## What you will do
(1) In the excerpt on audit-ready documentation, what share of European mid-market organizations has a named AI governance owner?
(2) Recast the paragraph beginning "Three properties separate audit-ready documentation" from the excerpt on audit-ready documentation as a short list that keeps its main facts.
(3) Carry on writing the excerpt on audit-ready documentation from the point where it stops.

## Page excerpt
What "documented" actually means

Regulators want evidence, not assertions. Specifically: timestamped, version-controlled, signed-off documentation that pre-dates the audit. A document created reactively after a compliance request looks like — and is — a reactive document. The audit trail begins on the day the system is first conceived, not on the day a regulator asks about it.

Three properties separate audit-ready documentation from documentation that fails an audit. Provenance: every claim is traceable to the source data, decision or person that originated it. Cadence: review and sign-off happens on a defined schedule, not on demand. Independence: someone other than the system's owner reviews the documentation and signs it off. The 31% of European mid-market organisations that have a named AI governance owner usually have at least the third property in place. The other 69% almost never do.

A practical heuristic: if your AI documentation is in slide decks, you are not audit-ready. Slide decks are designed for persuasion, not for evidence. If it lives in a versioned register — git-backed Markdown is fine, a Confluence space is fine, a structured wiki is fine — you have a starting position.

## Source information
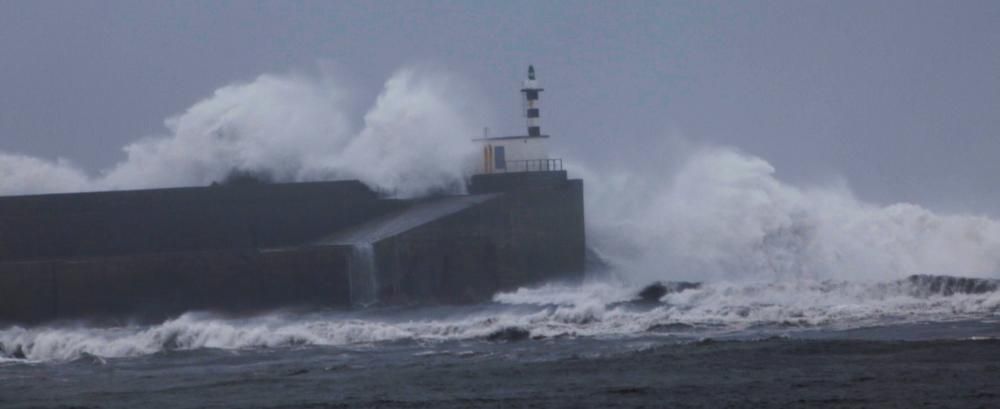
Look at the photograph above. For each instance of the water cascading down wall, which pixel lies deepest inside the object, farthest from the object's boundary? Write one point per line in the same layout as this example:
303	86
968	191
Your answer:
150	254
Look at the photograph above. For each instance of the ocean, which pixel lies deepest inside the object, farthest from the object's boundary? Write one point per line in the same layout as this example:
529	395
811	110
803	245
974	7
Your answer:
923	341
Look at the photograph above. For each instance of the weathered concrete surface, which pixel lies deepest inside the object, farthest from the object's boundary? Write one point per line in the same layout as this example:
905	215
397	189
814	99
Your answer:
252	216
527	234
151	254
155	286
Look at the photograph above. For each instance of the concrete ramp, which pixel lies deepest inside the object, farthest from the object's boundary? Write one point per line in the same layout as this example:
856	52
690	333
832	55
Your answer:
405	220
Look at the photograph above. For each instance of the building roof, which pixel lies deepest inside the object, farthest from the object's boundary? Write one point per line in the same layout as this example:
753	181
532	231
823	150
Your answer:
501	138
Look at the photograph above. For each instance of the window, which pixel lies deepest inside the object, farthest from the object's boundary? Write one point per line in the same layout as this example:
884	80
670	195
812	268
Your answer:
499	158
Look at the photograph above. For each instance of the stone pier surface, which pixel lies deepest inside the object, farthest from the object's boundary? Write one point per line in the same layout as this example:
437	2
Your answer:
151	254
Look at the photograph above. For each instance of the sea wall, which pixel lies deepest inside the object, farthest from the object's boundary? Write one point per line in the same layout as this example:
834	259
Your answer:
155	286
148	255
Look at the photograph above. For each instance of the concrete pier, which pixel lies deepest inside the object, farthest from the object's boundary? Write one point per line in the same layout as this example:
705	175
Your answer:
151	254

## Set of answers
(1) 31%

(2)
Three properties make documentation audit-ready:
- Provenance: every claim traces back to the source data, decision or person that originated it.
- Cadence: review and sign-off happen on a defined schedule, not on demand.
- Independence: someone other than the system's owner reviews and signs off the documentation.

The 31% of European mid-market organisations with a named AI governance owner usually have at least independence in place; the other 69% almost never do.

(3)
Where mid-market typically falls down

The same three failure modes recur in audits we have observed.

The first is the Article 50 disclosure gap. Limited-risk systems — chatbots, content generators — do not feel like regulated AI to most organisations because they are not high-risk. The Article 50 disclosure duty applies anyway, and it is enforceable by the same fines.

The second is the AI literacy gap under Article 4. Organisations that do not have high-risk AI assume Article 4 does not apply to them. It applies to everyone. The literacy programme must be in place, documented, and demonstrably differentiated by role.

The third is the vendor AI gap. Mid-market organisations consume AI primarily through SaaS vendors. Where the vendor classifies the embedded AI as high-risk, the deployer (the organisation using it) inherits responsibilities under Article 26. Most mid-market organisations have not read the Article 26 deployer obligations and assume the vendor carries the full risk. They do not.

What to do today

The Governance & ethics dimension of the Arqmetrica AI Maturity Index scores you against EU AI Act readiness signals specifically: inventory completeness, risk classification discipline, data governance evidence, post-market monitoring posture, incident reporting readiness. The full anchor logic — which questions map to which Articles of the Act — is documented on the methodology page.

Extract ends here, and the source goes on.